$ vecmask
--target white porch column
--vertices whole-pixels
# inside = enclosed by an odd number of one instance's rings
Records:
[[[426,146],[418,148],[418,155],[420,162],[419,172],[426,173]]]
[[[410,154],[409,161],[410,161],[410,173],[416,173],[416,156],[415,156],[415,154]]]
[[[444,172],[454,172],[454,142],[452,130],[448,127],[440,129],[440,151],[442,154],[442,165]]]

---+---

Task:
Rewrite all of the records with "white" changed to "gray", leaving everything else as it is.

Final result:
$ vecmask
--target gray porch column
--vertices whole-pixels
# inside = enclosed by an odd number of one instance's rings
Records:
[[[426,146],[418,148],[418,155],[420,162],[419,172],[426,173]]]
[[[410,154],[409,161],[410,161],[410,173],[416,173],[416,156],[415,156],[415,154]]]
[[[444,172],[454,172],[454,142],[452,130],[448,127],[440,129],[440,151],[442,154],[442,165]]]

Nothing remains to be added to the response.